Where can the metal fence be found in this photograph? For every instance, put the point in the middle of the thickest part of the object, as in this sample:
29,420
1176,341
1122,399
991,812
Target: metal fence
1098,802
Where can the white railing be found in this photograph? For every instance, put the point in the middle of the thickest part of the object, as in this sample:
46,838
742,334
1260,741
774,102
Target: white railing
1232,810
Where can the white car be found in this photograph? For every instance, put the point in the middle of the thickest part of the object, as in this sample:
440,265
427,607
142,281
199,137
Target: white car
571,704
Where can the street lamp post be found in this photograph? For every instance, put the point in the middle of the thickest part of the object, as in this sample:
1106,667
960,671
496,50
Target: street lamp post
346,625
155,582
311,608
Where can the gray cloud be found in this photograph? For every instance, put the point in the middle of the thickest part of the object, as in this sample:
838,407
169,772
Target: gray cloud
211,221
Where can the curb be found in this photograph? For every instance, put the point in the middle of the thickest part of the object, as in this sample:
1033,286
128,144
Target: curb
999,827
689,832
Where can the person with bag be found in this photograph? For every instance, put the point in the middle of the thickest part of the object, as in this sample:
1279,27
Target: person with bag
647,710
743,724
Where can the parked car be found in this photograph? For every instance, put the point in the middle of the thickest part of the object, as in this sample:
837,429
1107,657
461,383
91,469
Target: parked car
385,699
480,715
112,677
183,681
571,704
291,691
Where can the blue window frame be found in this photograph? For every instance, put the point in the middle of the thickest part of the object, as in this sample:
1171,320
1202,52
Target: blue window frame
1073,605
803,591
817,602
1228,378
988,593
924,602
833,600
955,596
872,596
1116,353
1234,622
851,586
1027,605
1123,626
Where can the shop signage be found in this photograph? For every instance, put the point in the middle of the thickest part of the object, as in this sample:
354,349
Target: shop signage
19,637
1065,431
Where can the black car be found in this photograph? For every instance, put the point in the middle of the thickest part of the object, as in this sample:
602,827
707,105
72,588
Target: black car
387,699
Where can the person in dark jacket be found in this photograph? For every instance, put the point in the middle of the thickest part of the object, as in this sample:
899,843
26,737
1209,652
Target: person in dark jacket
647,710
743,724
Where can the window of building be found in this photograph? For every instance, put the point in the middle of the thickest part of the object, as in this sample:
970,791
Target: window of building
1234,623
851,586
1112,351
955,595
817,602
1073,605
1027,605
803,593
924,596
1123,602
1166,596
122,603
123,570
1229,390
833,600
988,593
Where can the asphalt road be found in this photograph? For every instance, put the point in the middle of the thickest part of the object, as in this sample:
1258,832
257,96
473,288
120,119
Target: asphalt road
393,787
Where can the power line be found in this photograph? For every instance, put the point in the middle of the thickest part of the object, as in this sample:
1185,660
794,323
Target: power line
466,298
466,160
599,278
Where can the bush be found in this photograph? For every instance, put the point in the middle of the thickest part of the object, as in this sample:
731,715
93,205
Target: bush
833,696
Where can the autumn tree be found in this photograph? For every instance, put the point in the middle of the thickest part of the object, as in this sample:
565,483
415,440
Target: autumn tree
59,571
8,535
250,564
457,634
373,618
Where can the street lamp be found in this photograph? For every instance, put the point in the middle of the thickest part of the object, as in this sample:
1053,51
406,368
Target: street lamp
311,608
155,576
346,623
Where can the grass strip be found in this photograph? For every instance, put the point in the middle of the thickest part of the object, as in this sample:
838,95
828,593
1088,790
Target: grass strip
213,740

#####

In full and without alteration, return the listing above.

### Result of the exercise
Where can the metal fence be found in this photograph? For every instance, put the point in the middle of the thickest part of the object, as in this sample:
29,420
1176,341
1122,399
991,812
Target: metal fence
1098,802
Where can the white railing be found in this photograph? For every instance, put the point in the middle of the thickest part of the object, as in this sample:
46,838
742,334
1260,741
774,102
Target: white railing
1232,810
Where can the white car be found in this photograph? For every instance, put the point in the middle of the thickest part of the object, as in this sample:
440,265
427,607
142,281
199,137
Target: white car
571,704
Where can the street lamp post be found in this photograph? For every instance, put the point in the middle of the thickest part of the object, as in this sample:
1106,667
960,671
496,50
Target: street lamp post
346,625
155,582
311,608
Where can the gray cloud be found in this photograph? For every instance, put the point in the middle of the thickest part of the object, as in this sample:
838,407
169,772
Target: gray cloud
211,221
Where can the curb be found in this photograph? For every instance, put the point in the middle of the thickest part of the object, as in this sample:
1033,286
128,144
Target: curb
999,827
689,832
Where can the person with bag be found in this photograph? For every instance, put the point in the middle of the thickest part of the object, as in this sample:
1279,27
Target: person with bag
647,710
743,724
Where can the parked car be found in this photograph? For every instance, put the point in the middle of the thickest part of the object, as in this sample:
837,429
1107,657
461,383
91,469
Target: parked car
385,699
480,715
112,677
183,681
571,704
291,691
Where can the blue window frame be found in this photograph? For every instance, put the point in the middle of the thickest part of the object, as in this sample:
1171,320
1202,52
Target: blue window frame
1073,605
803,591
817,602
1228,378
988,593
924,602
833,600
955,596
872,596
1116,353
1234,622
851,586
1027,605
1123,626
Where can the shop signage be found in this photograph? For every instance, put the point in the middle of the thickest part of the object, as in this sample:
354,349
Target: shop signage
19,637
1065,431
Where can the black car be found in this photograph? For every instance, put the point in the middle of the thickest part of the object, as in this sample:
602,827
707,105
72,588
Target: black car
387,699
Where can the person in dark jacket be found in this photograph? For every instance, put the point in the middle of the thickest part of the object, as in this sample:
899,843
26,737
1209,652
Target: person in dark jacket
647,710
743,724
Where can the window of building be found in this photograph? For every instance, put the point in the middle of the thickest part of the object, as in this sample:
970,791
Target: window of building
1234,623
851,586
1112,351
955,595
817,602
1073,605
1027,605
803,593
924,596
1123,602
1166,596
122,603
123,570
1229,390
833,600
988,593
Where can the asphalt road be found in this photograph? For every instance, put the point in the middle of the thickest part of the object, as in this sample:
1258,832
257,96
473,288
120,119
Target: asphalt road
393,787
Where can the power line be found in this photograph? For every instance, put the point in the middle of the thickest part of the object, as in this sample:
1185,660
794,323
Target: power line
466,298
466,160
599,278
Where can the bush be found in this photograph? For every instance, put the point in the middle of the thickest part of the object, as in this sample:
731,715
93,205
Target: bush
833,696
Where can the autumn tree be found in this photograph? For every instance, put the point in the middle of the thickest part of the object, as in this sample:
565,483
415,440
Target: autumn tree
59,571
8,535
250,564
457,634
373,618
Where can the street lamp be found in this photograph? For every instance, put the point in the middle of the thickest part of the object, as in this sample:
1053,51
406,368
Target: street lamp
311,608
155,576
346,623
Where can the grass strip be found in this photograph? For every instance, put the point in the middle of the thickest part of the object, as in this sample:
838,95
828,593
1088,790
Target: grass strip
213,740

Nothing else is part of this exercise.